►

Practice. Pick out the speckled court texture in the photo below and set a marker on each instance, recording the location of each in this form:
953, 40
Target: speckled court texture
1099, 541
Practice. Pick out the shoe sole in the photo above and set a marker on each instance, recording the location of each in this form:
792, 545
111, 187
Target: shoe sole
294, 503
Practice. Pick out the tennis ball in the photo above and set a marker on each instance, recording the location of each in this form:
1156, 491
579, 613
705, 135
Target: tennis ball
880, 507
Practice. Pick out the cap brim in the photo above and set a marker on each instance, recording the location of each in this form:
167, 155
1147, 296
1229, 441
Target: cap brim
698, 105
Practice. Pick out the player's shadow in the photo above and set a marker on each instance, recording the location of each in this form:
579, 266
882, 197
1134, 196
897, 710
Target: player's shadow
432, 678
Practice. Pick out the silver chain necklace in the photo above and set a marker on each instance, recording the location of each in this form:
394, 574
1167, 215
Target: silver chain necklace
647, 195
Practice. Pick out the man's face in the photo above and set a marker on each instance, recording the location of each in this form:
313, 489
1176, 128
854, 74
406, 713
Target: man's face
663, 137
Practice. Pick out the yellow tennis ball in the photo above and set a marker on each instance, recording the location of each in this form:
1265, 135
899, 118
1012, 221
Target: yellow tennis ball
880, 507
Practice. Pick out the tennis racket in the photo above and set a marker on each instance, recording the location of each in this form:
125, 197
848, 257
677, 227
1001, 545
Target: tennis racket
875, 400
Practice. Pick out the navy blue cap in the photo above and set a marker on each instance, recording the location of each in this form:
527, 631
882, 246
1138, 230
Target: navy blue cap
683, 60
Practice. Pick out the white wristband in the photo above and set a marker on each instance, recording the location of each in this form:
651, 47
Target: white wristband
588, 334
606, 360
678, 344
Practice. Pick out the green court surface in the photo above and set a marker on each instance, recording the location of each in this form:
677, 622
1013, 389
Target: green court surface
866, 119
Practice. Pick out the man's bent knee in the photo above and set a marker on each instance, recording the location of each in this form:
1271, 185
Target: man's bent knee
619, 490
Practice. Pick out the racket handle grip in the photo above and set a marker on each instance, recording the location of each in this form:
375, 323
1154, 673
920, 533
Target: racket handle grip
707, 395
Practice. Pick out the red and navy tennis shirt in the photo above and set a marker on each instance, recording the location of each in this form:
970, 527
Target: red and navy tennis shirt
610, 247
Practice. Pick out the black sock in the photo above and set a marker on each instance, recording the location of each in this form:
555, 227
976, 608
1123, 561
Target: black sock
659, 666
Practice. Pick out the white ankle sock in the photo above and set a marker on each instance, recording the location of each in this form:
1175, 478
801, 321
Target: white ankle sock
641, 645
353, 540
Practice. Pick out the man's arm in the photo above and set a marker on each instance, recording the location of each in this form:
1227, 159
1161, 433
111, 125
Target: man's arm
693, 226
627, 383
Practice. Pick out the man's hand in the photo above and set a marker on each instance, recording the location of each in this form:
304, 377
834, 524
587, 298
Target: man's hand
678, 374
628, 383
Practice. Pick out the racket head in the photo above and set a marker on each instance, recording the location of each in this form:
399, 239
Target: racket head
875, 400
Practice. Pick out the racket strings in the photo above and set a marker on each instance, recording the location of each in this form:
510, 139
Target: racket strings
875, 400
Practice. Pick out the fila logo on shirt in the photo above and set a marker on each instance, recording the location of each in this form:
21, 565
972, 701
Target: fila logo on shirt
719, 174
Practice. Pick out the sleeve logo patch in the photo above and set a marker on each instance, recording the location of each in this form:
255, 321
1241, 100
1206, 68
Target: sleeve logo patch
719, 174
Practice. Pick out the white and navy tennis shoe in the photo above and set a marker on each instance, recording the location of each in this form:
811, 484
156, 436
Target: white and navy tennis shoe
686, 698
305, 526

◄

TASK DETAILS: Print each of the lines above again, unchanged.

SOLUTION TO THIS EXERCISE:
Practice. Pick out the speckled court texture in the photo below and set a marker on each instance, recording the location of each in this form:
953, 40
Target: speckled court texture
1099, 541
Practice. Pick out the shoe sole in the photo above and set a marker on each instance, recording the location of each in this form:
792, 545
111, 187
Target: shoe sole
294, 503
Practice. Pick out the tennis ball in the photo above and set a marker on each instance, recording the location of each in this form:
1156, 491
579, 613
705, 135
Target: tennis ball
880, 507
Practice. Pick out the cap brim in the photo above and set a marker on each instance, recording the location of each in this form:
167, 155
1147, 296
1229, 441
Target: cap brim
698, 105
Practice. Pick out the player's shadow in the photo above and set a marker on each instance, recording the location of each in this form:
579, 266
882, 197
1134, 196
897, 710
Target: player's shadow
432, 678
Practice. Pick out the silver chain necklace in the photo above and set a marker on each instance, recording the location of each in this form:
394, 574
1167, 215
Target: silver chain necklace
647, 195
Practice. Pick out the man's face in the photo above and set a marker on each instance, recording the location of each in this form:
313, 489
1176, 128
854, 74
406, 713
Target: man's face
663, 137
Practice. Pick out the yellow tennis ball in the photo above and set a marker on each instance, recording the location of each in this form:
1265, 135
899, 118
1012, 221
Target: yellow tennis ball
880, 507
Practice. Pick out the tennis racket in the photo above and set a marker on each instance, recording the location of each in this form:
125, 197
848, 257
677, 227
1001, 545
Target: tennis racket
875, 400
Practice. Pick out the navy blue cap in the photo above and set a marker on each instance, recording the location of each in this form:
527, 631
882, 246
1138, 230
Target: navy blue cap
683, 60
Practice. Pick out the white wristband in the photo above and set a marker on each instance, recording the location of each in this form:
651, 47
Target: white wristband
588, 334
606, 360
678, 344
Practice. Pick out the green court surface in the photo above and set a marker on each instance, recording the location of each in this form:
677, 622
1013, 389
Target: green court surface
866, 119
Practice. Pick out the man's bent knee in the photo above and set a marker on each instance, recording the location of each in this form:
1271, 185
Target: man's bent knee
619, 490
Practice. Pick out the racket handle grip in the photo above and set a marker on each instance, recording the location of each in this form:
375, 323
1154, 673
920, 533
Target: racket handle grip
707, 395
Practice. Pick out the red and navy tennis shirt in the photo above and set a marker on each instance, recording the location of each in this form:
970, 527
Target: red and navy tennis shirt
610, 247
Practice. Pick out the black sock in the photo above and set a marker on each instance, recording the location of each in this form:
555, 227
976, 608
1123, 561
Target: black sock
659, 666
Practice. Pick out the white ankle sock in the photo above and set a marker on each instance, recording the location of each in this form:
1175, 478
801, 321
Target: white ankle sock
641, 645
353, 540
Practice. Pick out the man's arm in the photo above and set a marker on each instance, recording the location of each in this form:
1227, 159
1161, 433
111, 125
Target: man's arm
693, 226
627, 383
Practice. Pick out the man's hand in the photo above and set a marker on each instance, recording the location of each in this form:
304, 377
834, 524
587, 298
Target: man's hand
678, 374
628, 383
Practice. Pick out the racket head in the photo above and set a marker on each instance, recording the location of each in this form:
399, 239
Target: racket head
875, 400
Practice. Pick out the racket strings in the photo above and set a marker on each instance, recording the location of each in this form:
510, 139
Target: racket strings
875, 400
Practice. Pick out the fila logo on shirt in the photo above and set a marker on each instance, recording the location of each in this form:
21, 565
972, 701
Target: fila logo on shirt
719, 174
Practice. Pick out the sleeve logo patch in the photo above and set a marker on each instance, recording the location of each in this form:
255, 321
1241, 100
1206, 68
Target: sleeve logo patch
719, 174
Practice. Pick out the white and navy tennis shoe in the photo above and set a marker on each instance, recording the location of each in this form:
811, 484
156, 436
Target: white and navy tennis shoe
686, 698
305, 526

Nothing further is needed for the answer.